| What you need to do |
1. From the commentary on Macanese identity below, extract the passage between "André Ritchie was" and "lacking is follow-through.", inclusive.
2. Continue the commentary on keeping Macau distinctive from where it stops.

| Page |
%%

Commentary by Manuel Silvério 

Former President of the General Assembly of the Macau Civil Servants’ Association (ATFPM)

The issue is easy to state and hard to solve: how to keep Macau distinctive, preserving Macanese* identity while ensuring renewal, continuity and real space for a new bilingual/trilingual generation –capable of contributing to education, the economy, culture and public life. The reactions I received to the previous piece confirm one essential point: this is not an academic debate – it is about the future. It is worth acknowledging those who gave this discussion substance through thoughtful contributions: André Ritchie, António Monteiro, Carlos Beja, Carlos Seruca Salgado, Diogo Calado, Fernando Gomes, Gilberto Camacho, Leonel Alberto Alves, Sérgio Pérez and Vicente Domingos Pereira Coutinho. To the many others who replied through other channels, my thanks as well – even when the response was brief, because that too shows how deeply the subject resonates.

André Ritchie was blunt when he shared the article: it is an old debate, with little visible progress, and mistrust – sometimes disguised as systemic paternalism – which remains convenient for some. The conclusion is harsh but clear: if opportunities are not created in time, they end up arriving “for our children” – and, without drama, life goes on, but continuity is lost. The line is uncomfortable precisely because it points to the cost of delay: words are not lacking; what is lacking is follow-through.

A recurring idea - highlighted by António Monteiro -is that “young” is not merely an age; it is a phase of life. Engagement must happen before life fills up with unavoidable obligations. If that window is missed, everything becomes harder: work, family and responsibilities reducing availability. This is not an excuse; it is reality. That is why continuity cannot depend on occasional invitations: there must be a normal, predictable and demanding pathway that allows people to enter early, learn, take on tasks and grow without having to “ask for permission”.

%%

| Recorded data |

%%

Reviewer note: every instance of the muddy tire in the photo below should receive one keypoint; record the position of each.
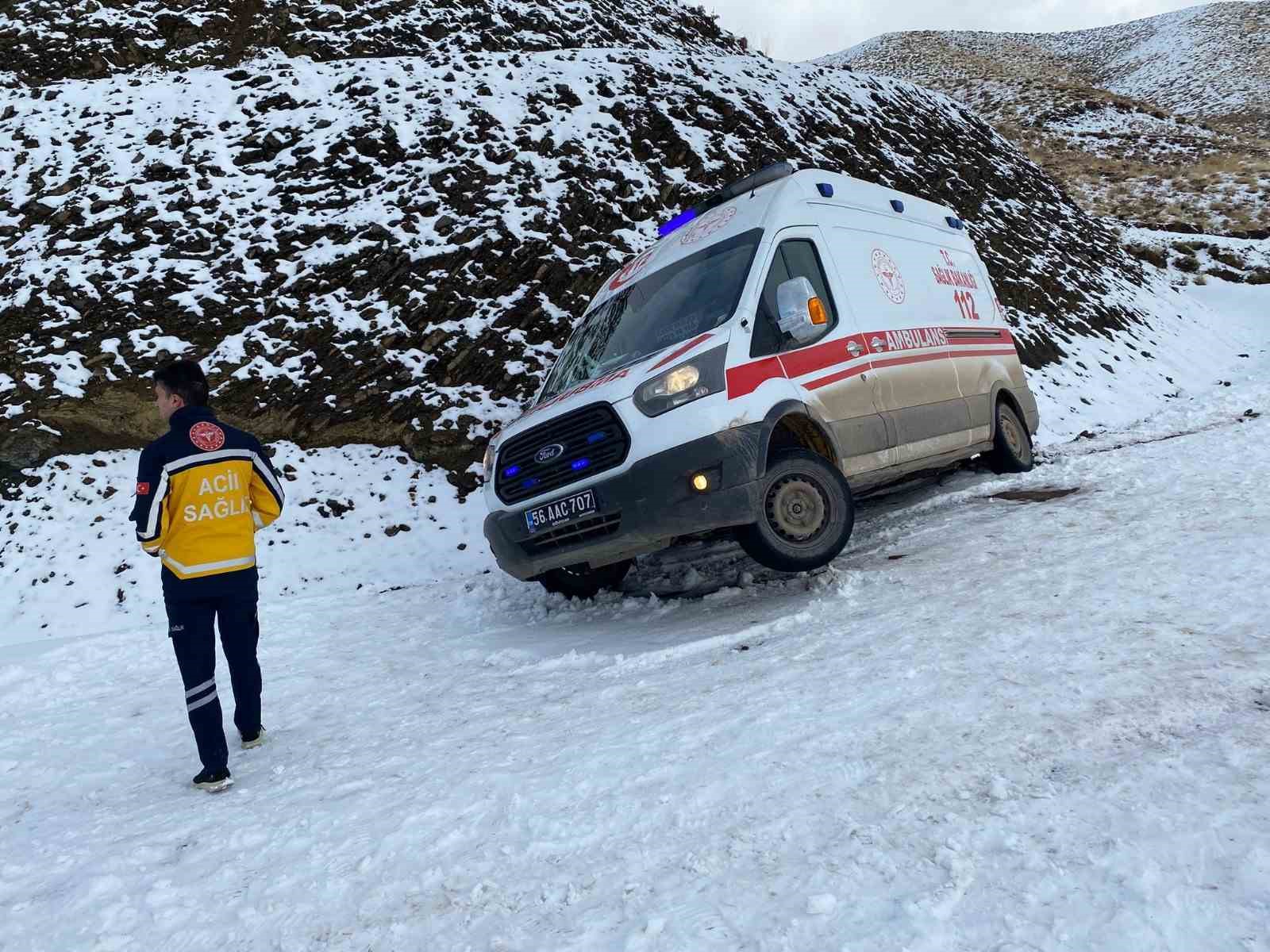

%%

| Answers for this exercise |
1.
André Ritchie was blunt when he shared the article: it is an old debate, with little visible progress, and mistrust – sometimes disguised as systemic paternalism – which remains convenient for some. The conclusion is harsh but clear: if opportunities are not created in time, they end up arriving “for our children” – and, without drama, life goes on, but continuity is lost. The line is uncomfortable precisely because it points to the cost of delay: words are not lacking; what is lacking is follow-through.

2.
Another point emerges clearly: when an association becomes personalised, renewal turns into an exception. Associations cannot exist to preserve positions; they must exist to fulfil a mission. Sérgio Pérez described how, at certain moments, the energy of younger members was held back by tutelage, mistrust or excessive “protection”, and how projects capable of bringing diverse people together lost momentum. Fernando Gomes touched the central nerve: leadership that fails to train successors weakens the “pipeline” and turns continuity into a vague promise.

Vicente Domingos Pereira Coutinho voiced a similar concern: when renewal is not treated as a normal process, progression depends on exceptions and rare moments, rather than resting on criteria and continuity.

The third point relates to identity. Gilberto Camacho reminded us, with the rare force of someone speaking from history and from the soul, that culture is not invented overnight. Macanese culture – like any culture – needs time, transmission and everyday life. Preserving it requires two things that are simple to state and difficult to sustain consistently: documenting and transmitting.

Documenting prevents loss; transmitting prevents freezing. Without documentation, what was lived disappears; without transmission, what was inherited becomes a museum piece. No one wants Macanese culture to survive only as a display case; we want it to survive as life.

This is where Carlos Beja’s message reads almost as a moral synthesis of the debate. He wrote, rightly, that there is “much more that unites us than divides us”. In a Macau made up of Chinese, Macanese and Portuguese – many with a dual attachment to their motherlands – hope lies in intergenerational and multiracial solidarity, practised naturally across several languages. This is not a line for a frame; it is a programme. When the community organises around what unites it – service, competence, respect and continuity –Macau’s distinctiveness stops being mere memory and becomes a force for the future.

There is also a context that makes this debate more urgent. Carlos Seruca Salgado stressed an important point: Macau’s uniqueness and commitment to the motherland are not mutually exclusive; they reinforce one another. A Macau confident in its history and in its capabilities is more useful to the country. That is precisely why internal continuity – cultural and civic – is not an identity-related whim; it is a matter of public usefulness and stability. A Macau that knows who it is, and that trains successors, is a stronger Macau.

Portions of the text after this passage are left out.